── The records ──

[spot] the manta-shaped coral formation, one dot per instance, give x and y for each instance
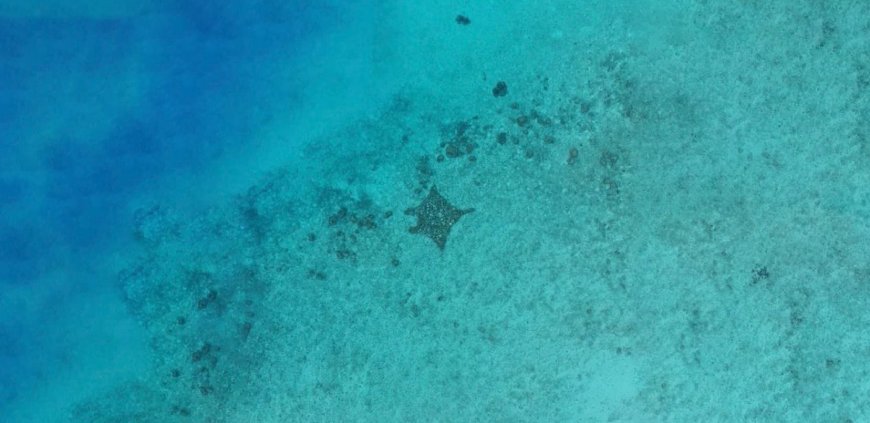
(435, 217)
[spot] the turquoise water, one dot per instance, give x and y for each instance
(627, 211)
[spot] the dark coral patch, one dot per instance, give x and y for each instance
(435, 217)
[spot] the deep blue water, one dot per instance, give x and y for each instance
(96, 111)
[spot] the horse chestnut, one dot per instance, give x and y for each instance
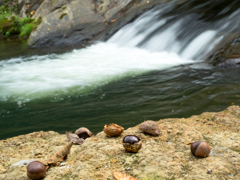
(132, 143)
(83, 133)
(200, 149)
(36, 170)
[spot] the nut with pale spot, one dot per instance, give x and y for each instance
(83, 133)
(132, 143)
(113, 130)
(36, 170)
(200, 149)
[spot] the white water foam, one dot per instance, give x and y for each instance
(77, 71)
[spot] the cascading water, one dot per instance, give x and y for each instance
(42, 87)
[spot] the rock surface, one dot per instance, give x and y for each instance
(166, 156)
(71, 22)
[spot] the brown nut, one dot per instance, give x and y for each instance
(36, 170)
(113, 130)
(150, 127)
(200, 149)
(83, 133)
(132, 143)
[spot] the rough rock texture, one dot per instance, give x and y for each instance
(166, 156)
(28, 7)
(70, 22)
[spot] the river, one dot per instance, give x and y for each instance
(152, 68)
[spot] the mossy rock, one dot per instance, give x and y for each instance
(8, 27)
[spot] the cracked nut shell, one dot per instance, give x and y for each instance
(132, 143)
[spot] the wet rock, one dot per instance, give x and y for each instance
(61, 25)
(157, 158)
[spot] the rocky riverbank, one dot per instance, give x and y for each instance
(167, 156)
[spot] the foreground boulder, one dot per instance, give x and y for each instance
(167, 156)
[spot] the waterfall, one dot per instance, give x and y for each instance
(158, 39)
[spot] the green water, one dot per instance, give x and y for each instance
(179, 91)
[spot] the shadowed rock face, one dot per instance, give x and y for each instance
(70, 22)
(167, 156)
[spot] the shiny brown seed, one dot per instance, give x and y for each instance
(113, 130)
(83, 133)
(36, 170)
(74, 138)
(122, 176)
(200, 149)
(150, 127)
(132, 143)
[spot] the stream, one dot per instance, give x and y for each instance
(153, 68)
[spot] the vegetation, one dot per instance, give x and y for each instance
(12, 24)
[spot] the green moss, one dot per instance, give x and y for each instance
(11, 24)
(62, 16)
(26, 30)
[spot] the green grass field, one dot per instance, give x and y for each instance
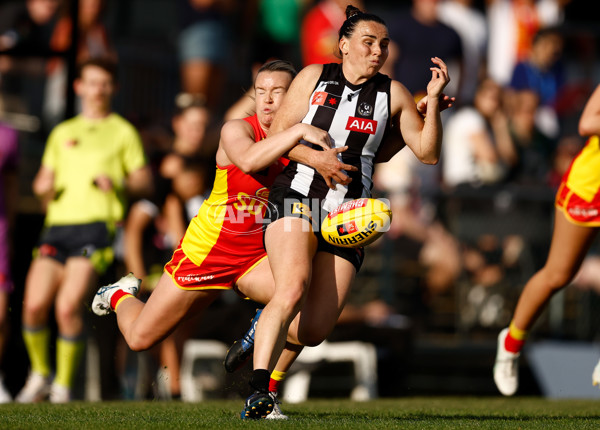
(403, 413)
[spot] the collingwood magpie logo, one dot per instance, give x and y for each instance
(365, 109)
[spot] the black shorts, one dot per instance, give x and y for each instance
(285, 202)
(93, 241)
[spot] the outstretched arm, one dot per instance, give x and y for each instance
(589, 123)
(237, 144)
(394, 141)
(424, 138)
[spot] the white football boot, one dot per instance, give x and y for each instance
(59, 394)
(276, 414)
(596, 375)
(101, 304)
(506, 368)
(36, 389)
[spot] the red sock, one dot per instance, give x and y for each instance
(513, 345)
(274, 385)
(515, 339)
(117, 297)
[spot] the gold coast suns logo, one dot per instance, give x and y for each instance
(243, 213)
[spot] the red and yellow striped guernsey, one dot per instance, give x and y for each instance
(579, 193)
(225, 239)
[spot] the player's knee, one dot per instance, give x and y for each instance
(313, 334)
(139, 341)
(34, 310)
(557, 278)
(290, 300)
(66, 313)
(311, 339)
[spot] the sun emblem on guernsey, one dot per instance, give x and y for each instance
(243, 213)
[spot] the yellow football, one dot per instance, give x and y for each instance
(356, 223)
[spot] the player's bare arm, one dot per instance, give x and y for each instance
(424, 138)
(589, 123)
(237, 144)
(292, 111)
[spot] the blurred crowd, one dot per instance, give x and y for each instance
(466, 231)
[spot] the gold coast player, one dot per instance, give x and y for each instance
(576, 222)
(373, 116)
(223, 245)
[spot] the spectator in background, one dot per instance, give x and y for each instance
(276, 32)
(93, 43)
(534, 148)
(26, 26)
(542, 72)
(204, 47)
(319, 33)
(155, 226)
(512, 26)
(471, 26)
(478, 147)
(8, 189)
(418, 36)
(89, 164)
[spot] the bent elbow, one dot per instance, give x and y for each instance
(585, 130)
(432, 161)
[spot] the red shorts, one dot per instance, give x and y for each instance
(576, 209)
(212, 275)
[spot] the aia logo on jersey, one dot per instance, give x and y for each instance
(321, 98)
(361, 125)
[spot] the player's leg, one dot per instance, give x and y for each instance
(79, 277)
(5, 396)
(143, 325)
(570, 243)
(326, 297)
(258, 285)
(330, 285)
(291, 245)
(41, 284)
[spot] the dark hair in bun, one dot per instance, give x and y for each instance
(353, 17)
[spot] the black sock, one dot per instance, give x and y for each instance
(260, 380)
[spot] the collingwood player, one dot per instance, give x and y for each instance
(374, 117)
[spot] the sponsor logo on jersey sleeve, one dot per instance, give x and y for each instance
(322, 98)
(361, 125)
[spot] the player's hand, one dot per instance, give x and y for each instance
(316, 136)
(439, 78)
(444, 101)
(331, 168)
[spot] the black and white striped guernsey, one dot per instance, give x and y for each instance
(354, 115)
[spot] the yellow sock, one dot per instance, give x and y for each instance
(68, 356)
(516, 333)
(276, 378)
(37, 343)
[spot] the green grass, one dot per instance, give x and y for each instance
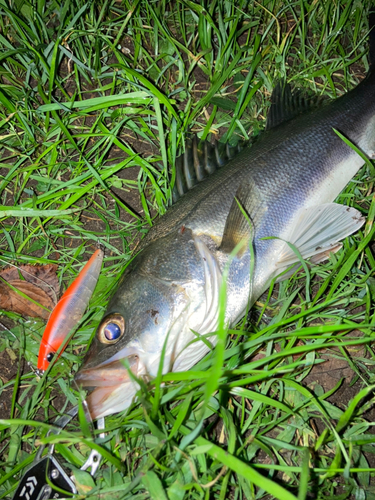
(90, 90)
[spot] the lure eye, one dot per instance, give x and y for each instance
(111, 329)
(50, 356)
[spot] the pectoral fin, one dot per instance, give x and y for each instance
(318, 230)
(242, 219)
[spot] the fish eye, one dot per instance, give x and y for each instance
(50, 356)
(111, 329)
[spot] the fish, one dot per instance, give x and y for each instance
(244, 221)
(69, 310)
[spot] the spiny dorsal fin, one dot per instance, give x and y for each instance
(285, 105)
(200, 160)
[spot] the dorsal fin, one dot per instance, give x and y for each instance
(285, 105)
(200, 160)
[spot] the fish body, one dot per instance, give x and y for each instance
(285, 184)
(69, 310)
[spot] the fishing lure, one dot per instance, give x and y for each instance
(69, 310)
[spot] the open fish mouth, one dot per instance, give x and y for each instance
(107, 384)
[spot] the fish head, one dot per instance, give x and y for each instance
(160, 303)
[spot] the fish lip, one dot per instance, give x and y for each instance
(107, 375)
(105, 382)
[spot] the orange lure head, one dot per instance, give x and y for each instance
(69, 310)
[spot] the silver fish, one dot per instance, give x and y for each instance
(286, 184)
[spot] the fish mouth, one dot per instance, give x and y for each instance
(107, 384)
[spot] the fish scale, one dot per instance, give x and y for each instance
(283, 187)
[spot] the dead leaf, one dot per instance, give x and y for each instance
(11, 300)
(43, 277)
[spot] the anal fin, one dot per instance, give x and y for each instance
(317, 232)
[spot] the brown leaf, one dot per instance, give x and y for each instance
(10, 300)
(43, 277)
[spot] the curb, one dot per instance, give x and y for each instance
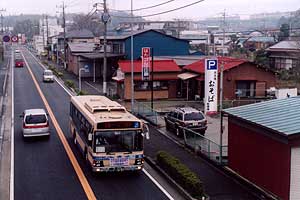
(182, 191)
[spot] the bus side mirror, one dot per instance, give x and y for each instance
(146, 131)
(90, 137)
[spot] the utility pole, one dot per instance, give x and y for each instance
(63, 6)
(43, 31)
(47, 36)
(221, 90)
(64, 27)
(2, 23)
(131, 59)
(105, 17)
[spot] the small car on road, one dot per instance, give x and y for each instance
(48, 76)
(19, 62)
(35, 123)
(187, 117)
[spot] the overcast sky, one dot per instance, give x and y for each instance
(207, 8)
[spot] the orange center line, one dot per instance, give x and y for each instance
(83, 180)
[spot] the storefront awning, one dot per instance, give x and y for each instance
(120, 76)
(187, 75)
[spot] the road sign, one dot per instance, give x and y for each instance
(14, 38)
(6, 38)
(211, 86)
(145, 63)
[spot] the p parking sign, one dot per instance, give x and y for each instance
(6, 38)
(211, 86)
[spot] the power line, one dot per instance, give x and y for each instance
(148, 7)
(164, 12)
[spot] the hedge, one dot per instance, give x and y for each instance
(70, 84)
(181, 174)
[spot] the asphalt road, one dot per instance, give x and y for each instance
(42, 168)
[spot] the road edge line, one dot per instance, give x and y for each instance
(81, 176)
(157, 184)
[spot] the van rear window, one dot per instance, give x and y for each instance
(35, 119)
(193, 116)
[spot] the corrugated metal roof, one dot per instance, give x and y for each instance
(293, 45)
(281, 115)
(261, 39)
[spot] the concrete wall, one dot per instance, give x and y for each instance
(261, 159)
(163, 45)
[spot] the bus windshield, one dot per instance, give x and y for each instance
(118, 141)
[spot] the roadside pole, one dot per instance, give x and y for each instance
(131, 60)
(152, 77)
(105, 17)
(221, 92)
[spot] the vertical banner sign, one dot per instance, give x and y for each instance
(211, 86)
(146, 63)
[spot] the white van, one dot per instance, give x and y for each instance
(48, 76)
(35, 123)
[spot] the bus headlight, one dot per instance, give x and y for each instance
(139, 161)
(98, 163)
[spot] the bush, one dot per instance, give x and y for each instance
(60, 74)
(70, 84)
(82, 92)
(181, 174)
(44, 62)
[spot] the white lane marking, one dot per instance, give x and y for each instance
(158, 185)
(44, 67)
(145, 172)
(12, 164)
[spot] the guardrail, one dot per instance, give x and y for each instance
(205, 146)
(145, 111)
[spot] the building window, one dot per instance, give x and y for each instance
(245, 89)
(146, 85)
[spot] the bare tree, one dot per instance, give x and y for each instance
(91, 23)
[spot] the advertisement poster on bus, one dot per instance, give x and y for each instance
(146, 63)
(211, 86)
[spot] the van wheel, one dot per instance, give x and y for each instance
(74, 138)
(167, 125)
(177, 131)
(86, 155)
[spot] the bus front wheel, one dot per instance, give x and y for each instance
(74, 137)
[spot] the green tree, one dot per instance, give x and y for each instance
(284, 32)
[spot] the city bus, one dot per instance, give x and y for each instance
(109, 137)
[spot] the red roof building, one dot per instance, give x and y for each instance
(165, 80)
(242, 79)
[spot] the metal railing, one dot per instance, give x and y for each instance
(205, 146)
(145, 111)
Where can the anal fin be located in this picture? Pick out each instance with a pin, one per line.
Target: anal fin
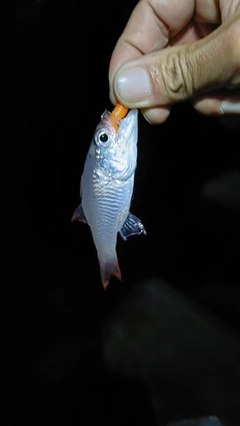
(132, 226)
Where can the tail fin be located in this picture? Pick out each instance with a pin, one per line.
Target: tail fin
(108, 269)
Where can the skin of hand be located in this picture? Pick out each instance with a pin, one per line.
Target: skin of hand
(172, 51)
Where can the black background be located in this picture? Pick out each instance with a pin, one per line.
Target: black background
(72, 352)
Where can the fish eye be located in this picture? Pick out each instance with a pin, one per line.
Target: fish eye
(103, 137)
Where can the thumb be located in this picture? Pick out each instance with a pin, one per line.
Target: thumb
(182, 72)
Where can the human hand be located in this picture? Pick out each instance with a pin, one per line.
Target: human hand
(176, 51)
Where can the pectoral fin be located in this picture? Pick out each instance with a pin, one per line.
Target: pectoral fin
(79, 215)
(132, 226)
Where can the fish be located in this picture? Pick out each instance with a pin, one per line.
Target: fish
(106, 189)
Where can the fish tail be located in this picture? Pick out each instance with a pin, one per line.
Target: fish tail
(109, 269)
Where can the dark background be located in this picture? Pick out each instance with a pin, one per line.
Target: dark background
(73, 353)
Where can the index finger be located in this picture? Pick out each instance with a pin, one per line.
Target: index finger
(150, 27)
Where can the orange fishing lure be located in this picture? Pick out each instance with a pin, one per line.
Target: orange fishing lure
(119, 112)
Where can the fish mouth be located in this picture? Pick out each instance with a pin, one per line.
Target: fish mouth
(125, 124)
(129, 122)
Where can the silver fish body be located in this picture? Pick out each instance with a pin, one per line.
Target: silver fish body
(106, 189)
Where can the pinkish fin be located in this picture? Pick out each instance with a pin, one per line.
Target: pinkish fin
(109, 269)
(79, 215)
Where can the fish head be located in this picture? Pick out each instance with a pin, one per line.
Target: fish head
(116, 151)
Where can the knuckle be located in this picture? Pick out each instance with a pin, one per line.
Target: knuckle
(176, 76)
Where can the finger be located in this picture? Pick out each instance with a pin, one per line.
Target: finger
(149, 29)
(218, 104)
(181, 72)
(156, 115)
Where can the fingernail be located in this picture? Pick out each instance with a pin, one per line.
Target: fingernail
(228, 107)
(133, 85)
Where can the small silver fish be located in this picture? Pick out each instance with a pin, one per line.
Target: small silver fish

───

## About this task
Look back at the data above. Transcribe exactly the lines starting at the line that contains "Where can the knuckle" and ending at the line that contains "Where can the small".

## Output for this task
Where can the knuckle be located in this picture? Pick out each instance with a pin, one per line.
Target: knuckle
(176, 76)
Where can the finger be located in this picture? Pick out each instance with a pin, one per line.
Target: finger
(149, 29)
(218, 104)
(181, 72)
(156, 115)
Where can the fingernail be located in this picture? Pick out each instance with a pin, one per line.
Target: fingernail
(228, 107)
(133, 85)
Where can the small silver fish be located in this picture? Pick out each instance with a pin, one per line.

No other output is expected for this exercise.